## KUTIPAN TEKS
Sukoharjonews.com – Bergaul dengan lawan jenis bukanlah hal yang dilarang dalam Islam. Namun, pergaulan antar lawan jenis ini haruslah dilandasi dengan etika agar tidak melanggar syariat yang ada.
Dikutip dari Bincang Muslimah, pada Rabu (20/11/2024), hadist tentang perempuan adalah aurat dalam riwayat Imam al-Tirmidzi sebagai berikut:
باﺏ ﺑﻴﺎﻥ ﻣﺎ ﻓﻲ ﺧﺮﻭﺝ ﺍﻟﻤﺮﺃﺓ ﻣﻦ ﺍﻟﻤﻔﺎﺳﺪ : -3 ﻋﻦ ﻋﺒﺪ ﺍﻟﻠﻪ ﺑﻦ ﻣﺴﻌﻮﺩ – ﺭﺿﻲ ﺍﻟﻠﻪ ﺗﻌﺎﻟﻰ ﻋﻨﻪ – ﻋﻦ ﺍﻟﻨﺒﻲ – ﺻﻠﻰ ﺍﻟﻠﻪ ﻋﻠﻴﻪ ﻭﺳﻠﻢ – ﻗﺎﻝ : ” ﺇﻥ ﺍﻟﻤﺮﺃﺓ ﻋﻮﺭﺓ ﻓﺈﺫﺍ ﺧﺮﺟﺖ ﺍﺳﺘﺸﺮﻓﻬﺎ ﺍﻟﺸﻴﻄﺎﻥ
Bab ketika perempuan keluar ke tempat fasad. “Dari Ibnu Mas’u ra dari Nabi shallallahu ‘alaihi wasallam bersabda: “Perempuan itu adalah aurat. Jika dia keluar maka setan akan memperindahnya di mata pria.”(HR. Tirmidzi).

## DATA EKSTRAKSI

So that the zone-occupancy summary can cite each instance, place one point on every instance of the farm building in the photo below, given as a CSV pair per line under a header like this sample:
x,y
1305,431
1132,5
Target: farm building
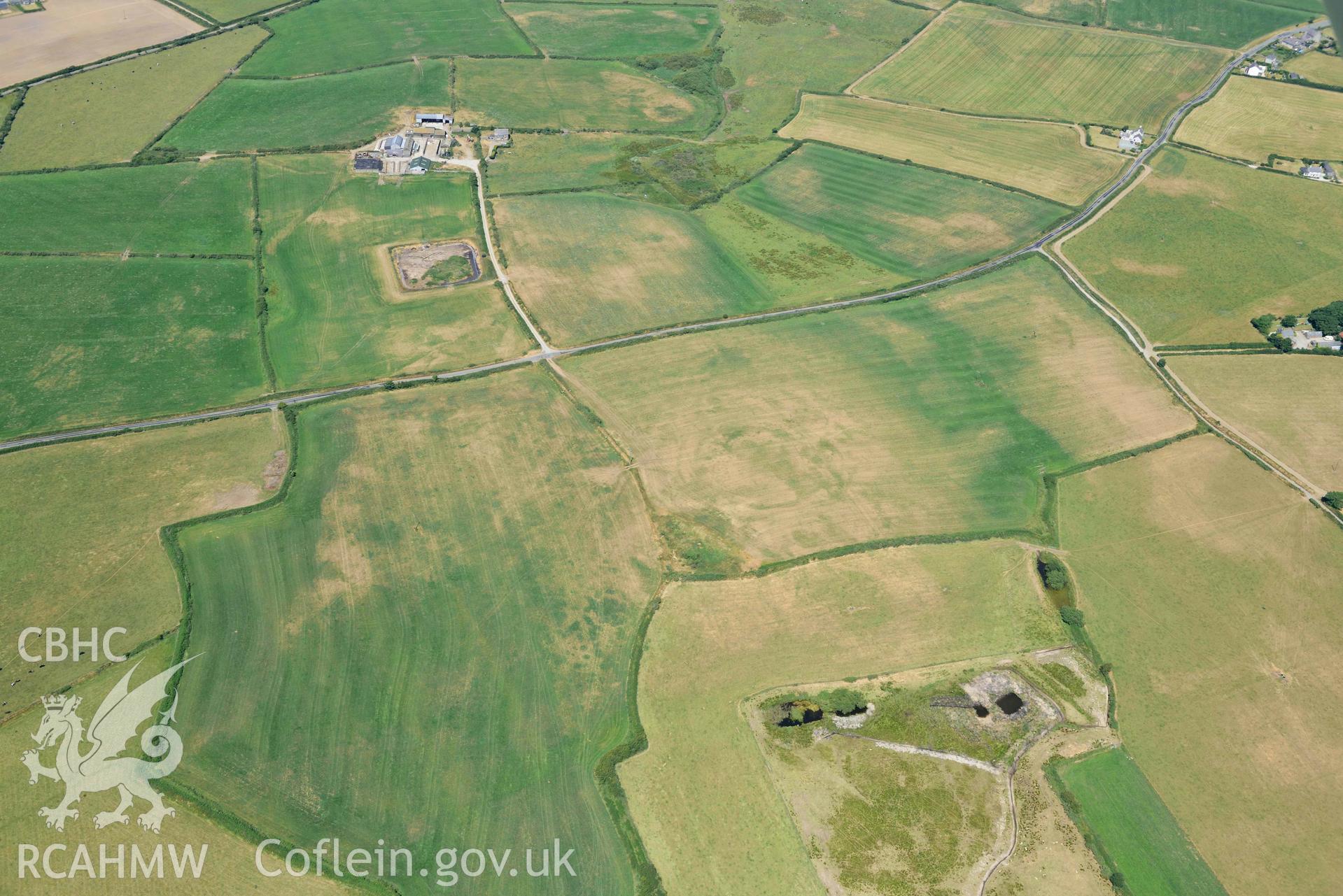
x,y
397,146
1131,138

## SOAL LATIHAN
- 1) Menurut teks tentang pergaulan lawan jenis, mengapa pergaulan antar lawan jenis harus dilandasi etika? Jelaskan dalam satu sampai tiga kalimat.
- 2) Tuliskan ulang dengan persis bagian teks tentang pergaulan lawan jenis, mulai dari kata-kata yang memuat "Sukoharjonews.com – Bergaul" dan berhenti setelah "syariat yang ada.".
Kerjakan semuanya hanya dengan berpegang pada teks, bukan pada item.

## PEMBAHASAN JAWABAN
- 1) Bergaul dengan lawan jenis tidak dilarang dalam Islam. Namun, pergaulan itu harus dilandasi etika agar tidak melanggar syariat yang ada.

- 2)
Sukoharjonews.com – Bergaul dengan lawan jenis bukanlah hal yang dilarang dalam Islam. Namun, pergaulan antar lawan jenis ini haruslah dilandasi dengan etika agar tidak melanggar syariat yang ada.